START Data excerpts

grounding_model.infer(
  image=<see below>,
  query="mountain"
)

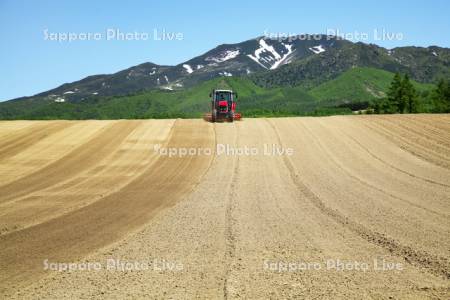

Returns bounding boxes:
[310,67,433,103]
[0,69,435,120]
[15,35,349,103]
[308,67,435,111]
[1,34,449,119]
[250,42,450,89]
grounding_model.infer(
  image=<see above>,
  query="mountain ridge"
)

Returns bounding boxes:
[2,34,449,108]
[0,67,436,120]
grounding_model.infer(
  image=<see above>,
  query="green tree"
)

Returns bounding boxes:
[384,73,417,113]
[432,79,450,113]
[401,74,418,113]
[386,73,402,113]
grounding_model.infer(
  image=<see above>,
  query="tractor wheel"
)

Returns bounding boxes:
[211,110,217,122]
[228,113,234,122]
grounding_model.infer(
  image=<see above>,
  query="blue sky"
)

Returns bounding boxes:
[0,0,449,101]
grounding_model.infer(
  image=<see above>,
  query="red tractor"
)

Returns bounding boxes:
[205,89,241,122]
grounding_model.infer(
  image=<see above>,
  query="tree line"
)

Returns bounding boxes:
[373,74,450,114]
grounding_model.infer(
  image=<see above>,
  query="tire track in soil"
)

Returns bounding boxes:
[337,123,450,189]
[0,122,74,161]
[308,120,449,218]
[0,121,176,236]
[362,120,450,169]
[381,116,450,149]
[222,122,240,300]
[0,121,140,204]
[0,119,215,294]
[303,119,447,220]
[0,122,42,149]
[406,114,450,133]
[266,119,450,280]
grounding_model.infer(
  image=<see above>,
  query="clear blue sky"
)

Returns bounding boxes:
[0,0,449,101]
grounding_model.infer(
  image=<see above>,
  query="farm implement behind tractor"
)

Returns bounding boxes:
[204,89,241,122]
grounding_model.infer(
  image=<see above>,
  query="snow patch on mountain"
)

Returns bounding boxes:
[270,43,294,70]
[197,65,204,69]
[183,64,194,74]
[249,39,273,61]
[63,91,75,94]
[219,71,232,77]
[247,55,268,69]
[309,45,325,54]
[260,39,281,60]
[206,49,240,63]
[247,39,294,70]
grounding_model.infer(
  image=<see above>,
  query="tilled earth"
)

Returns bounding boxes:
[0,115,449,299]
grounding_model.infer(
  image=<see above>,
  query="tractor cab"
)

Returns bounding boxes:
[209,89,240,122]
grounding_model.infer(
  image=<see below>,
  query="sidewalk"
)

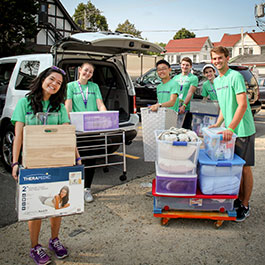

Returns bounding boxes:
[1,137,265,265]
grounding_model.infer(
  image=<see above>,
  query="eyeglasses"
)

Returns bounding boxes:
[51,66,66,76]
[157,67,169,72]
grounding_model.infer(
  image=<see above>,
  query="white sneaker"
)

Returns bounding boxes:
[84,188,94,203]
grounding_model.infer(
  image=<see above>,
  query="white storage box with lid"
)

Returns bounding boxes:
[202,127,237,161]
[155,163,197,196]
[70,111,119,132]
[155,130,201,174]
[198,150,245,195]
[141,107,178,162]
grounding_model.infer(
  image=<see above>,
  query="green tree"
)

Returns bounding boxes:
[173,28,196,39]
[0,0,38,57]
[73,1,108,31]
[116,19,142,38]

END Data excerpts
START Data excerpts

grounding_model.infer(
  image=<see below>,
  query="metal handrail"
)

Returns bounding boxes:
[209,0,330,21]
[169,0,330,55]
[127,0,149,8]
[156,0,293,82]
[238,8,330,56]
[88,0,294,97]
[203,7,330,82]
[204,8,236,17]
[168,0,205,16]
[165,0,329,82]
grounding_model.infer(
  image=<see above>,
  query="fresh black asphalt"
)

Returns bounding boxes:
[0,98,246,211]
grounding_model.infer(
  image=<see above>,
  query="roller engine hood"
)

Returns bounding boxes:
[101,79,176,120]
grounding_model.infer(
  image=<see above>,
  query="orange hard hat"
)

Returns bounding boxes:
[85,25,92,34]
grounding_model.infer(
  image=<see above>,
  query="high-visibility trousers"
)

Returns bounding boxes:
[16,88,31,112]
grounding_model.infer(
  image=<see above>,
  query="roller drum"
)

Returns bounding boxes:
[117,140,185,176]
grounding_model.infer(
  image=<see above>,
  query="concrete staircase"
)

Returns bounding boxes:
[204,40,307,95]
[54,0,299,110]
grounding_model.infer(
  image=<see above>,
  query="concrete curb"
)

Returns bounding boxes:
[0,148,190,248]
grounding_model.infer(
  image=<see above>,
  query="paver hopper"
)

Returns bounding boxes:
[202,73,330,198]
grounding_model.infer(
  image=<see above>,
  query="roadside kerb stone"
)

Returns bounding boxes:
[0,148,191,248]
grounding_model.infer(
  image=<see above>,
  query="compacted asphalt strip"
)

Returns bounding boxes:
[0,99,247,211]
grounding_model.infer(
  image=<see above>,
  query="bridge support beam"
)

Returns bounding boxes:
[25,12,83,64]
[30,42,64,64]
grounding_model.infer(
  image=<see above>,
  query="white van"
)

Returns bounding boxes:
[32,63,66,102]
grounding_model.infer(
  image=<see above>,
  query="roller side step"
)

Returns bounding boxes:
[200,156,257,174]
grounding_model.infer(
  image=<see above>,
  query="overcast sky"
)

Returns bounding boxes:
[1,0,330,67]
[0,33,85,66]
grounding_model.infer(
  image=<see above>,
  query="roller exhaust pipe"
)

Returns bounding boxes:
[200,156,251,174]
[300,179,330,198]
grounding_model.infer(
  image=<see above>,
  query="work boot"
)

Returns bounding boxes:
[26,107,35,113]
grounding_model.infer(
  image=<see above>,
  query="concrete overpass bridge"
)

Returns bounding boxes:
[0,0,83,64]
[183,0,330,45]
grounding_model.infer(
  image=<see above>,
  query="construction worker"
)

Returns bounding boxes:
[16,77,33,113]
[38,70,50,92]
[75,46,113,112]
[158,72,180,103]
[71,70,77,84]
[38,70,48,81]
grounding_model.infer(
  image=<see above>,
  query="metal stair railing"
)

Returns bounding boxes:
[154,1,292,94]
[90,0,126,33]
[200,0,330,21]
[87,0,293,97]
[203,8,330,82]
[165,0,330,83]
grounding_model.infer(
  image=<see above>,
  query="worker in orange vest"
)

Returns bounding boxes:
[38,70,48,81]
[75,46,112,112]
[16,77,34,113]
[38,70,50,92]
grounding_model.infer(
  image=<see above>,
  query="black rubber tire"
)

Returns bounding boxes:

END Data excerpts
START Data excerpts

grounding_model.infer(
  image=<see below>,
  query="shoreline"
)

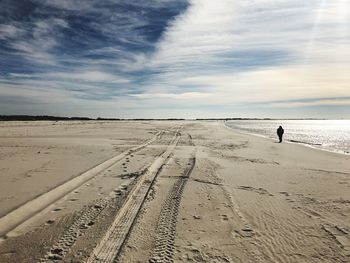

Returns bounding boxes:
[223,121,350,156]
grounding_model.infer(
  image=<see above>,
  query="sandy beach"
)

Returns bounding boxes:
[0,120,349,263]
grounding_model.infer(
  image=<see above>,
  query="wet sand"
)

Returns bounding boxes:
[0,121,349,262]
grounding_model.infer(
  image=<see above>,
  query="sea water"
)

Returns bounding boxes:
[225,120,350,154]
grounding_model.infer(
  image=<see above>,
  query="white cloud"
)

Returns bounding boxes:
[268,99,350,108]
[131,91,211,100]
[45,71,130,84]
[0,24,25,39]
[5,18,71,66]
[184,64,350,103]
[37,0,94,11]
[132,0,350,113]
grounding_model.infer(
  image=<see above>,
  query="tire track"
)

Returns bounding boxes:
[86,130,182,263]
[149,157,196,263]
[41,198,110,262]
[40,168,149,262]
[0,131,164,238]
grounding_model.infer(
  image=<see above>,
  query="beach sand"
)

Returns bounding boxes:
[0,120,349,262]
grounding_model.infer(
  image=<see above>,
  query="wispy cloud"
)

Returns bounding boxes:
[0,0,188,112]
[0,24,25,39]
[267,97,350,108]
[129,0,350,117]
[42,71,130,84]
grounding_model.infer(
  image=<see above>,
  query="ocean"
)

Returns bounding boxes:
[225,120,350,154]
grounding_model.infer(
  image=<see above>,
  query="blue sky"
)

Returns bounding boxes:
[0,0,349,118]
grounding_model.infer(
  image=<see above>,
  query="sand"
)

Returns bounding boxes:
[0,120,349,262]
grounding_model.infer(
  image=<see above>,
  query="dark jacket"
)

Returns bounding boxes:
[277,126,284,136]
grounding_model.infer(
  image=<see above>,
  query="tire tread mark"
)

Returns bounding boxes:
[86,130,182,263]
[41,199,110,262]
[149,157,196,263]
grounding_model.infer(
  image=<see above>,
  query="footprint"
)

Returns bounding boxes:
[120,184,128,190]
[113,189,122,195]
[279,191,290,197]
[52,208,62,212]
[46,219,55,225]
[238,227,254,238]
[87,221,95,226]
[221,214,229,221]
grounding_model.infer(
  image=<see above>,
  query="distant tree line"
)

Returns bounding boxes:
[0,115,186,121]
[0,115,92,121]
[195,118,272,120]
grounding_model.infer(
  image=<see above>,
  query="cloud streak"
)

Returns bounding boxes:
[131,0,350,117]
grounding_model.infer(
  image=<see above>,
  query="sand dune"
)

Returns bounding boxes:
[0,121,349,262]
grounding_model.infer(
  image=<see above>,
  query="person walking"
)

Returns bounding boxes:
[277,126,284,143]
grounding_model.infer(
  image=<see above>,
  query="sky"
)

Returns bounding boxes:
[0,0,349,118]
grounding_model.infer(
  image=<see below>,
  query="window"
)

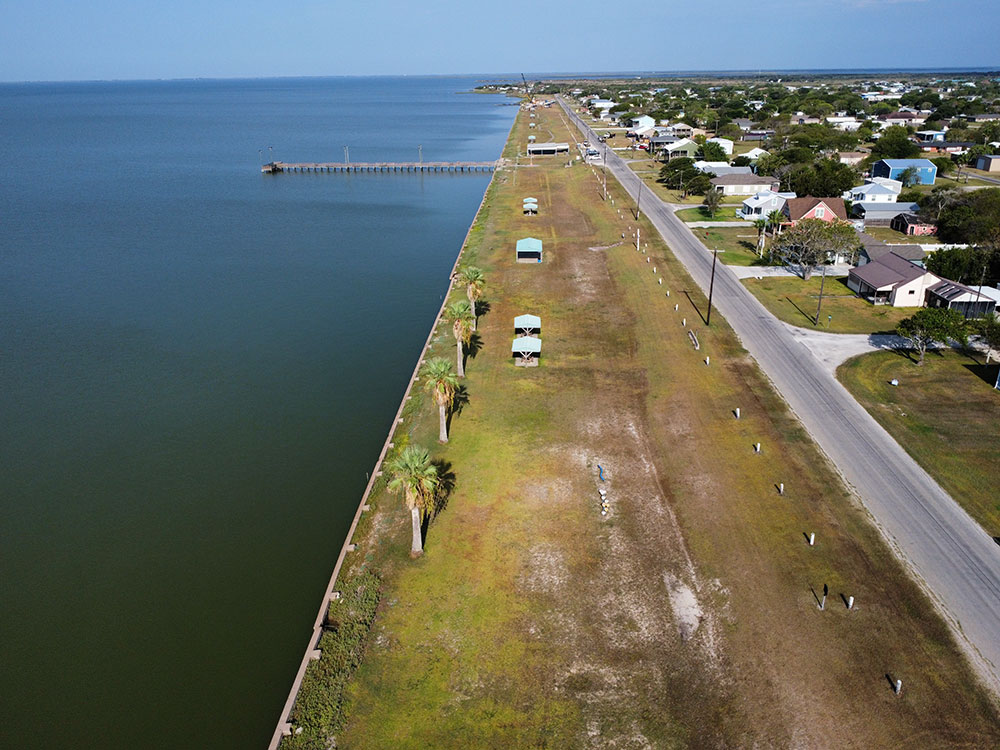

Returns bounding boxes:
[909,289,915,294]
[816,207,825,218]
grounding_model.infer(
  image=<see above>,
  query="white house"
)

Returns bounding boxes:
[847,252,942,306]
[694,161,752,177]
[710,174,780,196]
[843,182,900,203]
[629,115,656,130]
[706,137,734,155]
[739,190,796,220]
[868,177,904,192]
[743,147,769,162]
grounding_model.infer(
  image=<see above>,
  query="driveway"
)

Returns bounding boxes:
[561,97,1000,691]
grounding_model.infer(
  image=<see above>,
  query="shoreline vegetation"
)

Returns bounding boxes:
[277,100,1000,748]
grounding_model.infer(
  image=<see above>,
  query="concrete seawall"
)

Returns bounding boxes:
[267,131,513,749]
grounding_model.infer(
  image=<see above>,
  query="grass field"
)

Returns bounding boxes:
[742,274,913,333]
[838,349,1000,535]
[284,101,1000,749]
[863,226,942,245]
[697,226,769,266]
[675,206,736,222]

END Data excerpts

Answer with a number alone: how many lines of the records contain the string "white"?

> [Answer box]
5